Exercise brief
From the records below, set down exactly the lines starting with the line that contains "box: [0, 291, 176, 340]" and going on through the line that contains "293L189 296L193 283L4". Nothing else is wanted.

Records for the exercise
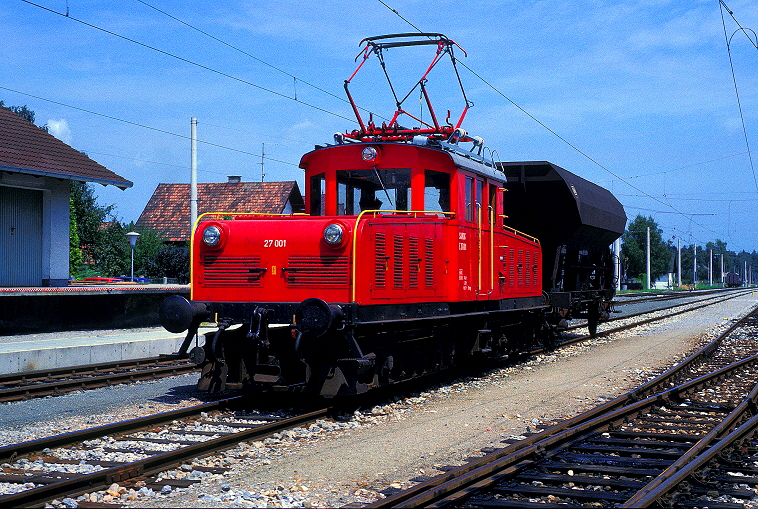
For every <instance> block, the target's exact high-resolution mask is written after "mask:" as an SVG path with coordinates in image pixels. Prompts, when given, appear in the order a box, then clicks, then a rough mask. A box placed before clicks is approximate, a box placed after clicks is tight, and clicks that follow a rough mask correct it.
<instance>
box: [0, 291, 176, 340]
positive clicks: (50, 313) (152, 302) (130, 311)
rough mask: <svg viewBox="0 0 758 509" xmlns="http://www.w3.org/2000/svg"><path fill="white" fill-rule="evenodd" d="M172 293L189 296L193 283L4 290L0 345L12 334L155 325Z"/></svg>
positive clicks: (71, 330)
mask: <svg viewBox="0 0 758 509" xmlns="http://www.w3.org/2000/svg"><path fill="white" fill-rule="evenodd" d="M169 295H182V296H184V297H186V298H189V285H163V284H133V283H130V284H124V283H117V284H106V285H82V286H66V287H20V288H0V342H2V341H3V340H4V337H5V336H7V335H11V334H30V333H39V332H56V331H75V330H88V329H121V328H134V327H151V326H157V325H159V324H160V322H159V317H158V309H159V306H160V303H161V302H163V300H164V299H165V298H166V297H168V296H169Z"/></svg>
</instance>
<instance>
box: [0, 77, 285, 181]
mask: <svg viewBox="0 0 758 509" xmlns="http://www.w3.org/2000/svg"><path fill="white" fill-rule="evenodd" d="M0 90H7V91H8V92H13V93H14V94H19V95H23V96H26V97H32V98H34V99H39V100H40V101H45V102H49V103H52V104H57V105H58V106H63V107H65V108H71V109H74V110H77V111H81V112H84V113H88V114H90V115H97V116H98V117H103V118H107V119H109V120H115V121H117V122H121V123H124V124H129V125H132V126H135V127H140V128H142V129H149V130H151V131H155V132H158V133H163V134H167V135H169V136H175V137H177V138H182V139H185V140H189V139H191V137H190V136H187V135H185V134H179V133H175V132H172V131H168V130H166V129H160V128H158V127H153V126H149V125H145V124H140V123H139V122H133V121H131V120H125V119H123V118H118V117H114V116H113V115H106V114H105V113H99V112H97V111H92V110H88V109H86V108H80V107H79V106H73V105H71V104H66V103H63V102H60V101H56V100H54V99H47V98H45V97H41V96H38V95H34V94H29V93H26V92H22V91H20V90H15V89H12V88H8V87H4V86H2V85H0ZM197 142H198V143H203V144H205V145H208V146H210V147H216V148H220V149H224V150H230V151H232V152H237V153H240V154H245V155H249V156H254V157H261V154H256V153H255V152H249V151H247V150H242V149H238V148H234V147H227V146H225V145H221V144H219V143H213V142H210V141H204V140H197ZM266 159H268V160H269V161H275V162H277V163H282V164H287V165H290V166H298V165H297V164H295V163H291V162H289V161H282V160H280V159H274V158H273V157H266Z"/></svg>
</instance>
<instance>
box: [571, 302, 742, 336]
mask: <svg viewBox="0 0 758 509" xmlns="http://www.w3.org/2000/svg"><path fill="white" fill-rule="evenodd" d="M742 295H745V293H739V294H736V295H729V296H727V297H723V298H721V299H719V300H713V299H711V298H709V299H707V300H708V302H705V303H703V304H699V305H697V306H693V307H689V308H687V309H682V310H679V311H676V312H674V313H670V314H667V315H664V316H653V317H650V318H646V319H644V320H640V321H638V322H634V323H629V324H626V325H619V326H618V327H614V328H611V329H605V330H602V331H598V334H603V335H607V334H613V333H615V332H622V331H625V330H628V329H632V328H634V327H639V326H640V325H647V324H649V323H654V322H658V321H661V320H665V319H666V318H671V317H673V316H679V315H682V314H684V313H688V312H690V311H697V310H698V309H703V308H705V307H708V306H713V305H714V304H721V303H722V302H726V301H728V300H731V299H735V298H737V297H741V296H742ZM686 305H688V304H675V305H673V306H668V307H665V308H661V309H656V310H653V311H642V312H640V313H635V314H631V315H627V316H625V317H619V318H616V319H614V320H612V321H615V320H624V319H629V318H636V317H638V316H644V315H647V314H650V313H657V312H659V311H668V310H669V309H674V308H677V307H680V306H686ZM581 327H586V324H585V325H578V326H576V328H581ZM590 337H591V336H590V335H589V334H587V335H583V336H579V337H576V338H571V339H569V340H566V341H562V342H561V343H560V345H567V344H572V343H577V342H579V341H584V340H585V339H588V338H590Z"/></svg>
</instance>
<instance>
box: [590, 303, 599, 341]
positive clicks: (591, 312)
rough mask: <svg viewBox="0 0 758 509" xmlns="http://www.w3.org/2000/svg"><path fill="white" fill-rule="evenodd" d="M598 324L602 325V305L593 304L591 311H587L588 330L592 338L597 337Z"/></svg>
mask: <svg viewBox="0 0 758 509" xmlns="http://www.w3.org/2000/svg"><path fill="white" fill-rule="evenodd" d="M598 323H600V304H599V303H597V302H593V303H592V304H590V308H589V310H587V329H588V330H589V333H590V337H591V338H596V337H597V325H598Z"/></svg>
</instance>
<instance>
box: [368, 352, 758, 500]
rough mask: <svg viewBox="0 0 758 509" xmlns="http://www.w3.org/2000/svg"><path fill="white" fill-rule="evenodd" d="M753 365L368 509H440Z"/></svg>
mask: <svg viewBox="0 0 758 509" xmlns="http://www.w3.org/2000/svg"><path fill="white" fill-rule="evenodd" d="M756 363H758V356H753V357H750V358H748V359H743V360H742V361H739V362H737V363H735V364H732V365H729V366H727V367H725V368H722V369H720V370H718V371H714V372H712V373H708V374H706V375H703V376H701V377H698V378H696V379H694V380H691V381H689V382H686V383H684V384H682V385H680V386H678V387H674V388H671V389H669V390H667V391H664V392H662V393H660V394H656V395H653V396H650V397H648V398H646V399H644V400H641V401H637V402H635V403H632V404H629V405H626V406H623V407H621V408H618V409H616V410H613V411H612V412H609V413H607V414H604V415H601V416H599V417H594V418H592V419H589V420H586V421H583V422H580V423H579V424H577V425H576V426H572V427H570V428H567V429H564V430H562V431H560V432H559V433H556V434H553V435H551V436H547V437H543V438H541V439H538V440H536V441H535V442H533V443H532V444H530V445H529V446H527V447H524V448H521V449H518V450H517V451H515V452H513V453H511V454H500V455H498V457H497V459H495V460H494V461H491V462H482V463H483V464H479V465H477V467H476V468H473V469H472V468H471V467H470V466H469V465H464V466H463V467H458V469H460V471H459V470H458V469H454V470H451V471H450V472H448V473H447V474H444V475H443V477H444V478H445V480H444V481H443V482H442V483H440V484H438V485H436V486H434V487H433V488H431V489H428V490H424V491H421V492H420V493H418V494H416V495H415V496H412V497H403V500H402V501H400V500H397V501H391V500H390V499H391V498H392V497H388V498H387V499H385V500H383V501H382V502H383V503H382V504H380V505H373V504H372V505H369V506H368V507H397V508H403V507H419V506H423V507H442V506H445V505H448V504H449V503H452V502H459V501H460V498H461V497H468V496H471V495H472V494H473V492H474V491H478V490H481V489H483V488H486V487H488V486H491V485H493V484H495V483H497V482H498V481H499V480H500V478H501V477H502V476H504V475H507V474H510V473H512V472H514V471H516V470H520V469H523V468H525V467H526V466H528V465H529V464H532V463H534V462H536V461H537V460H538V459H539V458H540V457H541V456H542V455H543V454H544V452H545V451H546V450H547V449H549V448H556V447H559V446H561V445H562V444H566V443H569V442H573V441H575V440H577V439H578V438H581V437H582V436H585V435H586V434H588V433H590V432H593V431H595V430H598V429H604V428H605V427H606V426H608V425H610V424H613V423H617V422H621V421H623V420H624V419H625V418H627V417H628V416H630V415H635V414H637V413H639V412H643V411H644V410H645V409H648V408H650V407H652V406H654V405H655V404H657V403H667V402H669V401H670V400H671V399H672V398H673V397H675V396H677V395H678V394H681V393H686V392H687V391H689V390H692V389H694V388H697V387H699V386H701V385H702V384H704V383H706V382H708V381H709V380H713V379H719V378H720V377H722V376H724V375H725V374H726V373H728V372H731V371H734V370H736V369H741V368H743V367H745V366H746V365H748V364H756ZM544 433H545V432H543V433H540V434H539V435H544ZM506 450H507V449H504V451H506ZM477 463H479V462H477ZM496 474H499V475H496ZM464 490H465V491H464ZM449 494H453V496H454V499H453V500H450V501H444V502H443V499H444V498H445V497H447V496H448V495H449ZM398 495H400V494H398ZM398 498H399V497H398ZM385 502H386V504H385Z"/></svg>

Expected answer
box: [0, 291, 176, 340]
positive clicks: (50, 313) (152, 302) (130, 311)
rough mask: <svg viewBox="0 0 758 509" xmlns="http://www.w3.org/2000/svg"><path fill="white" fill-rule="evenodd" d="M172 293L189 296L193 283L4 290L0 345L12 334L155 325Z"/></svg>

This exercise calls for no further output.